◆ What needs to be done ◆
Write out all the data below exactly.

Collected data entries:
--- START ---

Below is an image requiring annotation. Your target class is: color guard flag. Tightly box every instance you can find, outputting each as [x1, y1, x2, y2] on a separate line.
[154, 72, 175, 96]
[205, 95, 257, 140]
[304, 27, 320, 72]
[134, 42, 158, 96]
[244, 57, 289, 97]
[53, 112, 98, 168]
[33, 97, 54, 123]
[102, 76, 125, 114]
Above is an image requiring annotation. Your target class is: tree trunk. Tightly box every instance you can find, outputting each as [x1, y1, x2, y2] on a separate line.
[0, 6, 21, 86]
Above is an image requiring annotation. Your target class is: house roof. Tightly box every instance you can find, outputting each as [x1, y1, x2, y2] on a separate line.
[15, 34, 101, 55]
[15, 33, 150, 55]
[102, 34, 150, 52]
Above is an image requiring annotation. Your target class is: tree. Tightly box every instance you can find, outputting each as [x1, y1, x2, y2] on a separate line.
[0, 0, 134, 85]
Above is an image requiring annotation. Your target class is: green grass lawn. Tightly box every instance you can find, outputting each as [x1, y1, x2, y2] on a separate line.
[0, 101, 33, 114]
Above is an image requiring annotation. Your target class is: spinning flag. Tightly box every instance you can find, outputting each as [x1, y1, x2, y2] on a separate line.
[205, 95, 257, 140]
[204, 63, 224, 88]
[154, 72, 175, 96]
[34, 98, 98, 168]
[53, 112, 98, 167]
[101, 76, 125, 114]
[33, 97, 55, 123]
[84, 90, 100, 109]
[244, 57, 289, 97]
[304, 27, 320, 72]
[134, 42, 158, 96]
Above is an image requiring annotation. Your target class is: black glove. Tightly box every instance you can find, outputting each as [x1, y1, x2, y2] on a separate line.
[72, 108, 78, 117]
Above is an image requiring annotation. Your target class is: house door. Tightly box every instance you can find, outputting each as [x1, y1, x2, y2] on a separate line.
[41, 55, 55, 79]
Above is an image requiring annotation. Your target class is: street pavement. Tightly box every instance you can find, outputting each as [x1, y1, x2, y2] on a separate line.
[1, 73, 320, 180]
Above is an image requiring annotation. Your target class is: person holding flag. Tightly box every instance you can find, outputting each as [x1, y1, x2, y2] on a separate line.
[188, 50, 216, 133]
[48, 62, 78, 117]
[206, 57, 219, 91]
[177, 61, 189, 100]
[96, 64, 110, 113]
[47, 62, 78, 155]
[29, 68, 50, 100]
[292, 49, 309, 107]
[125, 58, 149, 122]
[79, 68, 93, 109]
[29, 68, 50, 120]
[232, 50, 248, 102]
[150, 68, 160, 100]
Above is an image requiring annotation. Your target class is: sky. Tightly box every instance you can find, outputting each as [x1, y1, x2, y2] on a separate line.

--- END ---

◆ Exercise solution ◆
Below is an image requiring annotation. Your target class is: color guard flag. Tightly box every instance you can find, outputting each as [x1, y1, x2, y2] on a separate line.
[154, 72, 175, 96]
[205, 95, 257, 140]
[304, 27, 320, 72]
[134, 42, 158, 96]
[244, 57, 289, 97]
[53, 112, 98, 168]
[33, 97, 54, 123]
[102, 76, 125, 114]
Above is an image requiring annotation. Your target class is: tree trunk. Tightly box every instance you can find, outputting each as [x1, y1, x2, y2] on a separate line.
[0, 6, 21, 86]
Above is an image requiring annotation. Your target class is: house roof. Tightly box every instance you can find, outputting each as [x1, y1, x2, y2] on a separate line.
[15, 34, 101, 55]
[15, 33, 150, 55]
[102, 34, 150, 52]
Above is an image requiring annotation. Your target class is: tree. Tightly box every instance you can find, outputting each as [x1, y1, x2, y2] on a separate line.
[0, 0, 134, 85]
Above is an image requiring annotation. Your target class is: green grass lawn. Tightly box every instance you can find, outputting each as [x1, y1, x2, y2] on a separate line.
[0, 101, 33, 114]
Above is an image requiring annotation. Your target class is: spinning flag. Tightly box every instance you can find, outputting each as [x1, y1, x2, y2] on a separate line.
[205, 95, 257, 140]
[204, 63, 224, 88]
[154, 72, 175, 96]
[34, 98, 98, 168]
[53, 112, 98, 167]
[101, 76, 125, 114]
[33, 97, 55, 123]
[84, 90, 100, 109]
[244, 57, 289, 97]
[304, 27, 320, 72]
[134, 42, 158, 96]
Above is an image requiring annotation. Your target class is: black glove. Tightly box every instance you can find, outputting each as [x1, y1, x2, y2] on a separate line.
[72, 108, 78, 117]
Above is an image requiring annotation. Your target class is: house door. Tightly box every instance you can find, outputting each as [x1, y1, x2, y2] on a separate line.
[41, 55, 55, 79]
Above is an image requiring annotation. Your target class is: street pavement. Tightly box every instance you can find, outputting each as [x1, y1, x2, y2] on a separate line.
[1, 73, 320, 180]
Above is an image requiring annotation. Your target class is: person holding flag. Tightly box every instance you can find, outputting each as [x1, y1, x2, y2] on a separate line.
[188, 50, 216, 133]
[48, 62, 78, 117]
[206, 57, 219, 91]
[177, 61, 189, 100]
[96, 64, 110, 113]
[47, 62, 78, 155]
[29, 68, 50, 100]
[292, 49, 309, 107]
[125, 58, 149, 122]
[79, 68, 93, 109]
[29, 68, 50, 120]
[232, 50, 248, 102]
[150, 68, 160, 100]
Above is an image requiring annotation. Your target class is: sky. Tightly box every instance you can find, outputting each as [x1, y1, x2, y2] on a separate line.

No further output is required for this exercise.